EXPLORE THE MATERIAL:
a: In the passage on the yuan's role in international transactions, what share of the market does the dollar hold?
b: Pick up the passage on the yuan's role in international transactions where it stops, and keep writing it.

STUDY TEXT:

Yuan usage in international transactions is extremely limited. According to Bloomberg, based on data from the Society for Worldwide Interbank Financial Telecommunications, "activity in the renminbi, as the currency is often known, increased to its second-highest level ever in 2021." This still amounts to a persistently tiny 2.7 percent of the market, compared to the dollar's 41 percent, which has held the top spot for decades. The euro accounts for 36.6 percent of worldwide transactions, the British pound accounts for 5.9 percent—more than double the yuan's share despite the UK's far smaller economy—and the Japanese yen accounts for the same amount as the yuan at 2.6 percent.
More crucially, despite the Chinese economy's dramatic rise in global importance, the yuan's currency status has barely improved since 2015, when it reached the fourth rank.
Why is the yuan utilized in only 2.7% of global commerce but accounting for 14% of global GDP, and what changed in 2015?

PROVIDED DATA:
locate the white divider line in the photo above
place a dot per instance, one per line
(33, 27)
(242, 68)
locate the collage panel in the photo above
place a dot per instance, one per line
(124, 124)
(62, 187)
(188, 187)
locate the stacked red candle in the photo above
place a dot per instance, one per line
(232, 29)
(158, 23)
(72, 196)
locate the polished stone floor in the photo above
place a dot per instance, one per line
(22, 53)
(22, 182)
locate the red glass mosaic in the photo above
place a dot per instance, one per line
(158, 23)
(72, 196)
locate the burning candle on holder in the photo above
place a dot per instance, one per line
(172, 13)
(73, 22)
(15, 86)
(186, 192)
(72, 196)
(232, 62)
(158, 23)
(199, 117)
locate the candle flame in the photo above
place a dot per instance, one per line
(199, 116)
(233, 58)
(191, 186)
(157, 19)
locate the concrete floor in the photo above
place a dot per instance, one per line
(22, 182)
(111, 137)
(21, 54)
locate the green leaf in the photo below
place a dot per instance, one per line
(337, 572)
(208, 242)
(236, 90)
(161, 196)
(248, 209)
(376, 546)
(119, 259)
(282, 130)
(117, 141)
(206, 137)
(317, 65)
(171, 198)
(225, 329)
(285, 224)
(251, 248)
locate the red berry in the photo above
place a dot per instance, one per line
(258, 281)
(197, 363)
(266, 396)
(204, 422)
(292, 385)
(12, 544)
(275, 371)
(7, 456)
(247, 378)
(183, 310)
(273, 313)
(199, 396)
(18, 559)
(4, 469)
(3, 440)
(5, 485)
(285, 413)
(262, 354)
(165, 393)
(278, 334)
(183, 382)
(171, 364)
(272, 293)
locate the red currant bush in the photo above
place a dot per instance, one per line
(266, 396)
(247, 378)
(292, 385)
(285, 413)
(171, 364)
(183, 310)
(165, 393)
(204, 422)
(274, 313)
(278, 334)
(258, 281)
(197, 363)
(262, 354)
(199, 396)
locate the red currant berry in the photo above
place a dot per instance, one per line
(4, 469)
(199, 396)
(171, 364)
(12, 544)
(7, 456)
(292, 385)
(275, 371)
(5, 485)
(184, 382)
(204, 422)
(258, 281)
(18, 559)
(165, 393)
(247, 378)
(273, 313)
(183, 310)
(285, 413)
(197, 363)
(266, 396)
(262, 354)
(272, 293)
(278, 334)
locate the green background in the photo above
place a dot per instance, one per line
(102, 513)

TASK-BY-TASK ANSWERS:
a: 41 percent

b:
The yuan is the only currency issued by a major global economic power that is subject to capital controls and has a fixed exchange rate. As a result, each holder of the Chinese money is constantly threatened with an unexpected devaluation and the inability to make payments in the currency.
And this is precisely what occurred in 2015. China's central bank has announced a sharp devaluation.
The yuan is not a viable alternative to the US currency because to capital controls, fixed pricing, and, worse, the People's Bank of China's monetary policy is much more aggressive than the Federal Reserve's. For two decades, China's money supply expansion has been multiple times that of the US, despite substantially lower worldwide demand for the yuan.
It's also worth mentioning that even the largest Chinese oil corporations prefer to conduct worldwide business in US dollars. By examining the open interest in the Shanghai Commodity Index, or the so-called petroyuan index, we can observe that the yuan is used in very few worldwide oil transactions.
China's ostensibly substantial gold reserves amount to less than 0.3 percent of its money supply (M2), while its unquestionably substantial US dollar reserves of $3.35 trillion barely cover its foreign currency commitments.
If other countries' oil and commodity producers, particularly in Latin America, have previously accepted China's currency, it was due to the massive debt obligations they incurred with the Asian superpower, not for practical reserve currency–use reasons.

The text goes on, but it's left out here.